[DOCUMENT SEGMENT]:
┌──

The benefit concert features a performance of Dmitri Shostakovich's Symphony No. 7, "Leningrad." The BPO created the world premiere recording of this piece, under the baton of William Steinberg in 1946. Shostakovich for the Children of Syria will take place one week before the Geneva II conference on Syria convened by the United Nations,on January 22, 2014 in Geneva, Switzerland. Net proceeds from the concert will benefit Doctors Without Borders/Médecins Sans Frontières.

Buffalo Philharmonic musicians Deborah Greitzer (violin), Glenn Einschlag (bassoon), and Brian Greene (oboe) will be joined onstage by musicians from New York Philharmonic, MET Orchestra, The Philadelphia Orchestra, Orchestra of St. Luke's, American Symphony Orchestra, American Composers Orchestra, Orpheus Chamber Orchestra, as well as their colleagues from other international orchestras and ensembles; students and faculty of The Juilliard School, the Manhattan School of Music, Curtis Institute, and other major music academies.

The concert opens with Syrian clarinetist and composer, Kinan Azmeh, performing his own "Sabah Hazeen, Kul Sabah" (A Sad Morning, Every Morning) for Solo Clarinet. He wrote the piece in 2012 when the uprising was a year old and describes the work as "a little prayer for home, dedicated to all those who have fallen in Syria."

└──

[WORK TASK A]:
Translate this sentence from the text about the Shostakovich benefit concert into French: "The BPO created the world premiere recording of this piece, under the baton of William Steinberg in 1946."
[WORK TASK B]:
Write the next part of the text about the Shostakovich benefit concert, picking up after its final sentence.

[LISTED ENTRIES]:

┌──

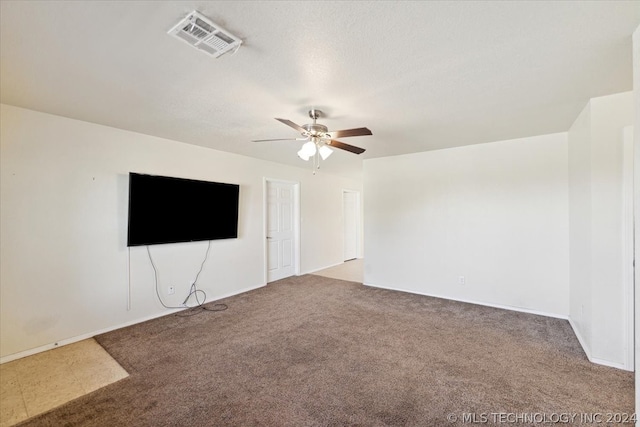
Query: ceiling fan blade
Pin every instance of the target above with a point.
(350, 132)
(291, 124)
(278, 139)
(341, 145)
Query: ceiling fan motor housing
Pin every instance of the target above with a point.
(316, 130)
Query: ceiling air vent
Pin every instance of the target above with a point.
(201, 33)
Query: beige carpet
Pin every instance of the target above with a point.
(352, 271)
(315, 351)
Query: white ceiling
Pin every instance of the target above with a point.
(420, 75)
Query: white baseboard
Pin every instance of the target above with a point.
(323, 268)
(576, 332)
(67, 341)
(486, 304)
(587, 351)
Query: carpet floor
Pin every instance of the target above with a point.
(316, 351)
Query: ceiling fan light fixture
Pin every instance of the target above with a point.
(307, 150)
(325, 152)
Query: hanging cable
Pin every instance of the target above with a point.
(193, 290)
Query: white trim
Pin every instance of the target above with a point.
(67, 341)
(486, 304)
(581, 340)
(358, 222)
(296, 224)
(609, 364)
(521, 310)
(322, 268)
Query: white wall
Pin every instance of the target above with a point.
(495, 213)
(636, 182)
(598, 309)
(580, 227)
(63, 221)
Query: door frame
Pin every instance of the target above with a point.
(358, 223)
(296, 224)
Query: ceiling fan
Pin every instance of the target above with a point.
(319, 139)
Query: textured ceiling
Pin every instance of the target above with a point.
(420, 75)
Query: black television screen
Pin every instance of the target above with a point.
(171, 210)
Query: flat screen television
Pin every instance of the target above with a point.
(170, 210)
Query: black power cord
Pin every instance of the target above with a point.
(192, 291)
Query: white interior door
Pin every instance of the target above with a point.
(351, 219)
(281, 233)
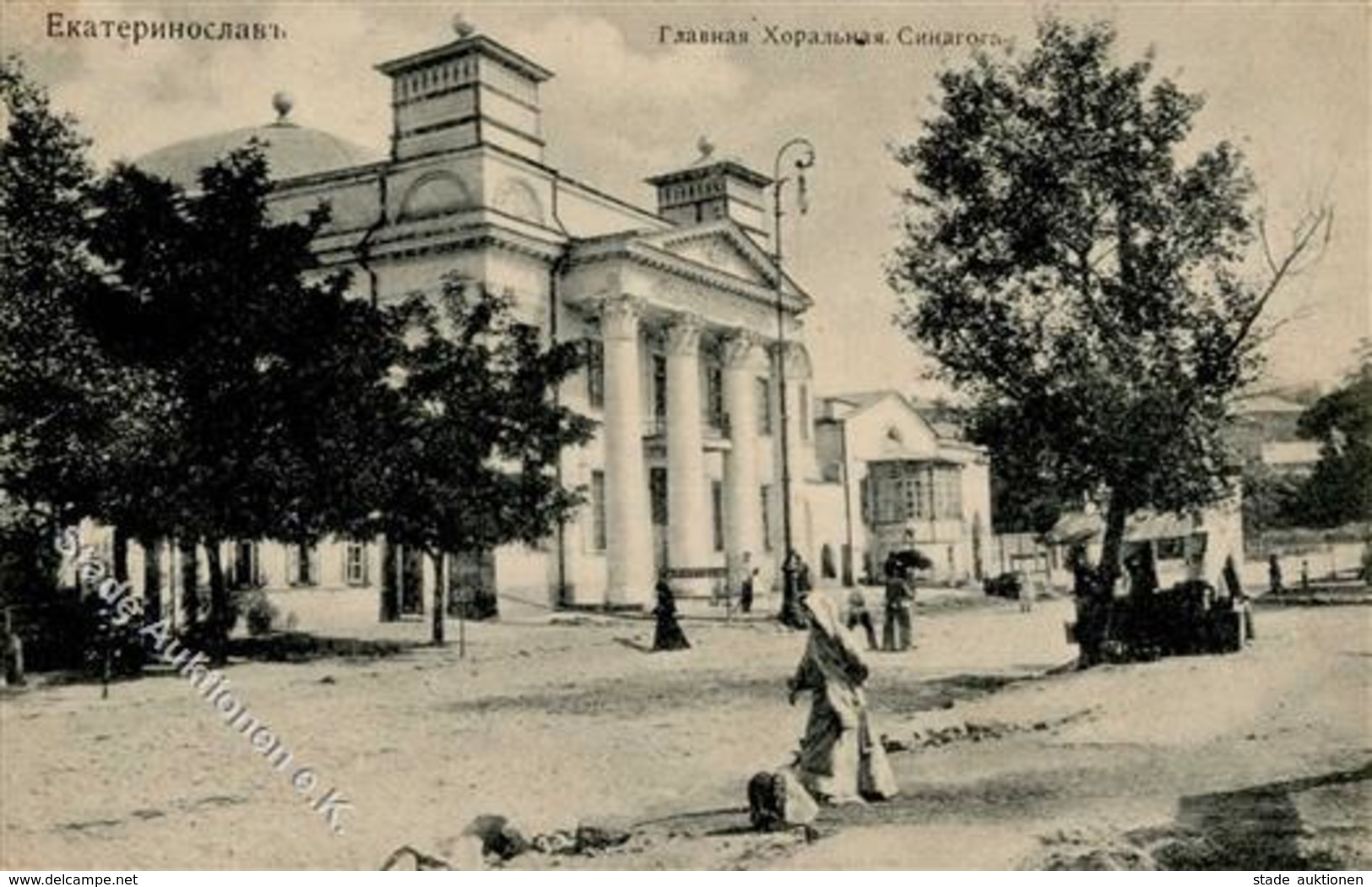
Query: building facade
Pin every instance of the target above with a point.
(895, 480)
(680, 309)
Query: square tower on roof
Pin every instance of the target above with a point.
(468, 92)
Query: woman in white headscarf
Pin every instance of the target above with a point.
(841, 759)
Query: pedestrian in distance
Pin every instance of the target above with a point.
(669, 634)
(896, 629)
(858, 614)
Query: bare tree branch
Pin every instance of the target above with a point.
(1304, 238)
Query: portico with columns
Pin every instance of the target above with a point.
(686, 329)
(676, 304)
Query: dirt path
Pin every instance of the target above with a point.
(557, 726)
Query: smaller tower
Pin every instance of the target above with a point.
(468, 92)
(713, 188)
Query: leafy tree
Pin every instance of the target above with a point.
(269, 375)
(54, 388)
(1076, 268)
(66, 410)
(476, 432)
(1341, 487)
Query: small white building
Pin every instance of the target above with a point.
(892, 478)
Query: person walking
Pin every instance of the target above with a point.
(858, 614)
(896, 628)
(841, 759)
(746, 590)
(669, 634)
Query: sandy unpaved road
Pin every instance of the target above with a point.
(1261, 759)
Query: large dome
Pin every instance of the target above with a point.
(290, 151)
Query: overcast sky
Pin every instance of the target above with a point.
(1288, 83)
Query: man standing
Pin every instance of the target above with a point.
(900, 597)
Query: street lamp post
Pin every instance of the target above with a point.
(790, 612)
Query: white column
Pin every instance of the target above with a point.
(742, 505)
(794, 364)
(629, 536)
(687, 505)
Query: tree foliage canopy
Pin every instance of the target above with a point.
(1341, 489)
(1080, 274)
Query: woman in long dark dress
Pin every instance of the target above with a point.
(669, 634)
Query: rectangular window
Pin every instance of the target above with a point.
(596, 373)
(713, 397)
(763, 405)
(892, 493)
(355, 563)
(660, 386)
(766, 514)
(948, 493)
(717, 500)
(658, 494)
(303, 568)
(246, 564)
(599, 511)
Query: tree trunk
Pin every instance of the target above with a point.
(121, 557)
(153, 581)
(190, 584)
(220, 614)
(1112, 548)
(439, 597)
(390, 584)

└──

[ANSWER AREA A]:
Le BPO a réalisé le premier enregistrement mondial de cette œuvre, sous la direction de William Steinberg, en 1946.

[ANSWER AREA B]:
"I am very proud of our three musicians who have been chosen to perform in this concert," said BPO Music Director JoAnn Falletta. "Music has the power to give voice to the voiceless, and to shake people out of their day-to-day routines and make them think about larger issues. It's important for us as musicians to use our talents not only to entertain and educate, but to make the world a better place."

Shostakovich himself described this Seventh Symphony as "about all the forms of terror, slavery, the bondage of the spirit" and as "the victory of light over darkness, of humanity over barbarism, of reason over reaction."

Speaking about the concert, Mathew noted,"Dmitri Shostakovich's searing Seventh Symphony 'Leningrad' was written during its own composer's experience as an internal refugee while surviving the twin ordeals of Stalin's oppression and the urban catastrophe, which was the Nazi army's 900-day siege of Leningrad. There are uncanny resonances between the context of Shostakovich's monumental symphony and the Syrian Civil War, now past the tragically kindred milestone of 1000 days. The Leningrad Symphony bears witness to the complex vortex of oppression and war, bombs from earth and sky, the explosions, the deathly silence afterwards, the waves of numbing grief and loss, and ultimately the resilience of human beings in the face of violence and death."

About Shostakovich for the Children of Syria

Shostakovich for the Children of Syriais the fifth in a series of global humanitarian concerts that George Mathew and Music For Life International have presented at Carnegie Hall, gathering artists from the world's finest orchestras, ensembles and music schools for humanitarian causes while employing the music as their central source of energy.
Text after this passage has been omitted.